* Directions for this task *
Leave out the pictures and retype exactly the lines from the line with "of the stone" through the end of the listing below.

* Excerpts from point annotation data *
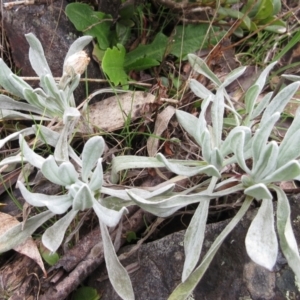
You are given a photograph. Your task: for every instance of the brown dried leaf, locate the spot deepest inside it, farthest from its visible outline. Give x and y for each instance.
(111, 114)
(28, 247)
(161, 125)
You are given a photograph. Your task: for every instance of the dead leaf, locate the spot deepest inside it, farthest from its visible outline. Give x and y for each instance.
(28, 247)
(161, 125)
(111, 114)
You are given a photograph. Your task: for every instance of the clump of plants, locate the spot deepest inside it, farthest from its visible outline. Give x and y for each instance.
(82, 175)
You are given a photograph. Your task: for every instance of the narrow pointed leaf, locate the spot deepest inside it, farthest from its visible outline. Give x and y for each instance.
(261, 137)
(261, 240)
(287, 172)
(10, 83)
(188, 171)
(56, 204)
(266, 164)
(233, 75)
(289, 147)
(78, 45)
(193, 239)
(83, 199)
(96, 180)
(92, 151)
(258, 191)
(184, 289)
(8, 103)
(279, 102)
(109, 217)
(54, 235)
(64, 175)
(237, 146)
(30, 156)
(36, 56)
(166, 207)
(217, 115)
(287, 239)
(200, 90)
(117, 274)
(16, 235)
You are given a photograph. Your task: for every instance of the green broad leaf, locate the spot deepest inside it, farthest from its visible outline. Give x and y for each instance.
(123, 33)
(90, 22)
(200, 66)
(86, 293)
(37, 56)
(144, 63)
(78, 45)
(184, 289)
(50, 258)
(113, 64)
(83, 199)
(288, 243)
(57, 204)
(18, 234)
(258, 191)
(289, 147)
(54, 235)
(294, 40)
(155, 51)
(265, 10)
(188, 39)
(209, 170)
(277, 28)
(92, 151)
(117, 274)
(229, 12)
(276, 6)
(261, 240)
(200, 90)
(193, 239)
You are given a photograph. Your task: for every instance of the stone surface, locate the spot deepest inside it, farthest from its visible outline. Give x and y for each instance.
(231, 275)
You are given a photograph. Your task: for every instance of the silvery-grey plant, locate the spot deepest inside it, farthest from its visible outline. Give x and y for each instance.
(52, 100)
(270, 164)
(85, 189)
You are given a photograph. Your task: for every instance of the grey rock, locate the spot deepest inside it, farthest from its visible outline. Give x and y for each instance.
(231, 275)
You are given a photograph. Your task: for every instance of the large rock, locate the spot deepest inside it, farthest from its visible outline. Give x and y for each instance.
(157, 268)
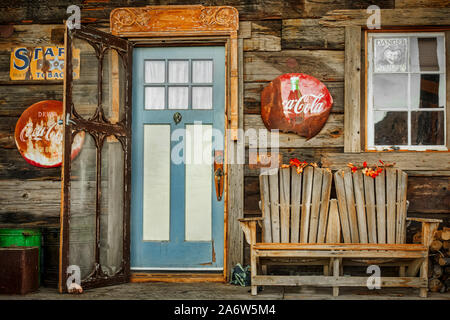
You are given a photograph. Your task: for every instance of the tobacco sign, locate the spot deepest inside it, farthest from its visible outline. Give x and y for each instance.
(41, 63)
(296, 102)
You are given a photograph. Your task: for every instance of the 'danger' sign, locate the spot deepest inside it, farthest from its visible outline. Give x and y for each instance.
(39, 134)
(296, 102)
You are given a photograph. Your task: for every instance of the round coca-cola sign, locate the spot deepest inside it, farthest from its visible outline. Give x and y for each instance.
(39, 134)
(296, 102)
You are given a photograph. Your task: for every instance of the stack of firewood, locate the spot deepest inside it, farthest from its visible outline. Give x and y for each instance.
(439, 260)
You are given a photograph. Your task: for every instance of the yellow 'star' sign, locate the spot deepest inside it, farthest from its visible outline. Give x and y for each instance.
(41, 63)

* Response below *
You are given a photograph. Your task: for every instance of the stone surface, locate the spot deepest inside it, farthest from its visible outline. Give x and y for each instance.
(231, 275)
You are given a photograph. Your task: for every instance of the silvery-grey plant, locate the spot deepest inside it, farthest from its visible outline. Give x and y for each instance.
(52, 100)
(270, 164)
(85, 189)
You are given a photograph. Your task: for every instance of the grey rock, locate the spot deepest inside it, farthest from its visible outline. Give x and y for each instance.
(231, 275)
You are given a photograph. Your task: for every instance of the large rock, locate the spot deepest inside it, farthest from its visible outline. Give x and y for each instance.
(157, 268)
You are given a photograph. Your task: for every instance of the tobacco sign, locate the spot deepest inside it, farthest from its visible outline. Give x and y for each instance.
(41, 63)
(296, 102)
You are given a photograph. Your task: for every instance of the 'danger' sign, locate the spot deepest inside it, farthest from its visible outline. Give x and y for each instance.
(39, 134)
(296, 102)
You are given a photograph. Your task: for every instance of the round coca-cola sign, locate the spot deepest inside it, farthest from its visible outline. Give x and y for each instance.
(39, 134)
(296, 102)
You are given a photograph. Your task: for every instance of the stack of firewood, locate the spot deepest inside it, farthest from its visible outline. Give x and y for each instance.
(439, 260)
You are given a photograph. Your task: for every instance of the yellow 'star' sign, locate the spot deepest inside it, farthest from its visible outline. Give x and y for each instance.
(41, 63)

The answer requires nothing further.